Stored items from a collection
□ □ □
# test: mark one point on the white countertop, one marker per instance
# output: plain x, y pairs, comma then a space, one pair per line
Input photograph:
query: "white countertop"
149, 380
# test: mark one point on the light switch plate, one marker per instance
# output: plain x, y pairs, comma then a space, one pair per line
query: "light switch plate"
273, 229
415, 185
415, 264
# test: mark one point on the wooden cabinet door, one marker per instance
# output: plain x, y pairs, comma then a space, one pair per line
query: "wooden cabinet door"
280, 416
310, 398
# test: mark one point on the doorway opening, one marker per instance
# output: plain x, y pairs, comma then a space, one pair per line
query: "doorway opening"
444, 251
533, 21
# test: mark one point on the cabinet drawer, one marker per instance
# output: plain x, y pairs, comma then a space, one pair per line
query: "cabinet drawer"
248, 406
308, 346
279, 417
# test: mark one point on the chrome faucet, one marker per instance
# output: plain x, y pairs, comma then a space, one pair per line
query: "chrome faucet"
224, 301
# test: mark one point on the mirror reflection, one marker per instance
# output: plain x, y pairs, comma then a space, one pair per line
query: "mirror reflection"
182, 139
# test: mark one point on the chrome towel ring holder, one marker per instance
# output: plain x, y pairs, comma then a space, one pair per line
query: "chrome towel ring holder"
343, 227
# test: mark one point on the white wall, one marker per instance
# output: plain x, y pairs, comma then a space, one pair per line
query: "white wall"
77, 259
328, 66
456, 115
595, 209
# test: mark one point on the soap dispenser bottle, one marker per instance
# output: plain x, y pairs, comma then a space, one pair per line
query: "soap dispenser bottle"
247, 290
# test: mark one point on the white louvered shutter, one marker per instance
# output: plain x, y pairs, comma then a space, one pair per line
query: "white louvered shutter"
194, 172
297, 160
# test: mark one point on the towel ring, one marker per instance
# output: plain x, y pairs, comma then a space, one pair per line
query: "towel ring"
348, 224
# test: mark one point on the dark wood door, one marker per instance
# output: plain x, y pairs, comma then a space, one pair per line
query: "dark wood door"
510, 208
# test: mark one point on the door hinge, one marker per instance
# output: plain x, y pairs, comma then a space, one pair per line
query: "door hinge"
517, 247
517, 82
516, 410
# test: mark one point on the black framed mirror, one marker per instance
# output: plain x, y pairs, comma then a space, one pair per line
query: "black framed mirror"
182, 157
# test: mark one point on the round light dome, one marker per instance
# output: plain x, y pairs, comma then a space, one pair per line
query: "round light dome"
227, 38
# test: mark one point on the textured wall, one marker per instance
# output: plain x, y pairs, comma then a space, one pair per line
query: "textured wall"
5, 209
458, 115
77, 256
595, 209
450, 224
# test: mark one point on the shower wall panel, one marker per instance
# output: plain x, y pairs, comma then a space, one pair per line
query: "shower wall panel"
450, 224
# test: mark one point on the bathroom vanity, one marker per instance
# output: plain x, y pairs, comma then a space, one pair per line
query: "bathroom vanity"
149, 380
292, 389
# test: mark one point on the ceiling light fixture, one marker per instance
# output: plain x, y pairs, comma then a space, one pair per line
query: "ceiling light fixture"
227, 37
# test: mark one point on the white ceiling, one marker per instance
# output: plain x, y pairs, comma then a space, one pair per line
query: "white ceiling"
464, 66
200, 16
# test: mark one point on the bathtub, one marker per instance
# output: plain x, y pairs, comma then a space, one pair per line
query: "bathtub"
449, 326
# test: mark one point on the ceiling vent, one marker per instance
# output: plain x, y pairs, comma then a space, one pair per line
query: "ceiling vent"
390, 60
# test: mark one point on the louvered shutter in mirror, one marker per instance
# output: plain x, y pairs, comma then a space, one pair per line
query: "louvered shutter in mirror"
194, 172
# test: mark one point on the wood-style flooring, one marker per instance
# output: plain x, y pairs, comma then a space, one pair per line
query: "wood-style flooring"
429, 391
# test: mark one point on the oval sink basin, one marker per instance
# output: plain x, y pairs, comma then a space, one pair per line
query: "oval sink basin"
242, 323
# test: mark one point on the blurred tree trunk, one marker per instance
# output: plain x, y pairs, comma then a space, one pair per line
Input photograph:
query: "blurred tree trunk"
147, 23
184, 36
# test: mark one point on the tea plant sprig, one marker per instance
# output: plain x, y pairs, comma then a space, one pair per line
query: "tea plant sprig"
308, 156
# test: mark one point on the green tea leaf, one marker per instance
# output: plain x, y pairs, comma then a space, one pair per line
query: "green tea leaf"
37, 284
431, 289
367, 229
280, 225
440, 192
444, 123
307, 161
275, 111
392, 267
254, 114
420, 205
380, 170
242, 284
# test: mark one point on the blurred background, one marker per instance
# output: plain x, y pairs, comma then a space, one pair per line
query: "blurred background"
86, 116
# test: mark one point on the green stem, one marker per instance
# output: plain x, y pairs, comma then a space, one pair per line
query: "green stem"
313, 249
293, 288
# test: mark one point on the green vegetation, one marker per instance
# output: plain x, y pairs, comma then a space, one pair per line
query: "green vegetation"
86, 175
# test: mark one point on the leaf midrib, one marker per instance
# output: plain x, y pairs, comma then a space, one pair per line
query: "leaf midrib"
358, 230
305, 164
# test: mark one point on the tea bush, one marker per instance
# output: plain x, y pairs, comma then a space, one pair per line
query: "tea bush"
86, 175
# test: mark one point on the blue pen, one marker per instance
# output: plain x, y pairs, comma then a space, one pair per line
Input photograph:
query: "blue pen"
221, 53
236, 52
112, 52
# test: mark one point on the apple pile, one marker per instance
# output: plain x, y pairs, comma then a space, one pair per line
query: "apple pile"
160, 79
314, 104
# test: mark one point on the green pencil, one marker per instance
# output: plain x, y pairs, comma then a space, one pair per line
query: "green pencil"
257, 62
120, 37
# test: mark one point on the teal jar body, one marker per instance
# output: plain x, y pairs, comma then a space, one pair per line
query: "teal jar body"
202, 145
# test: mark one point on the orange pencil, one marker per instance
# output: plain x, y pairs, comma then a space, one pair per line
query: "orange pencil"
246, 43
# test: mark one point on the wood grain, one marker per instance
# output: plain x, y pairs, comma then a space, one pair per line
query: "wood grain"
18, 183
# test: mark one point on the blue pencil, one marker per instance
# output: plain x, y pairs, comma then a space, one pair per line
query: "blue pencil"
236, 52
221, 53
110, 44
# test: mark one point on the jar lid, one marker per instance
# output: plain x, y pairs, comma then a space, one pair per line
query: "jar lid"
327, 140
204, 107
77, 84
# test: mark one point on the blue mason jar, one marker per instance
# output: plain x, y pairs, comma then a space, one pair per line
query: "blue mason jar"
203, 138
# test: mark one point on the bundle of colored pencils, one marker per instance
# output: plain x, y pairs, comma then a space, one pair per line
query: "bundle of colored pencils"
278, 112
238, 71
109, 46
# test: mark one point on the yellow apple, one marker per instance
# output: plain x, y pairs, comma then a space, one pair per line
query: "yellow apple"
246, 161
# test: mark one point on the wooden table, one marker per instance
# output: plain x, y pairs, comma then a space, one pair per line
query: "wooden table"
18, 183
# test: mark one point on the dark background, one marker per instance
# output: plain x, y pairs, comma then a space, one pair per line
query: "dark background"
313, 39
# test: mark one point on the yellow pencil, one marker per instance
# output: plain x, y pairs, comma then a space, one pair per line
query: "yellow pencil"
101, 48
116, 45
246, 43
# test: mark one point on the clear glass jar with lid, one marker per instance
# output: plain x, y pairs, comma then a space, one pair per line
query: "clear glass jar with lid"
□ □ □
_Problem statement_: Every line above that holds the word "with" should be copied out.

_Completed exercise_:
# test: mark one point on the clear glass jar with lid, one marker per instance
query: "clear glass jar with lid"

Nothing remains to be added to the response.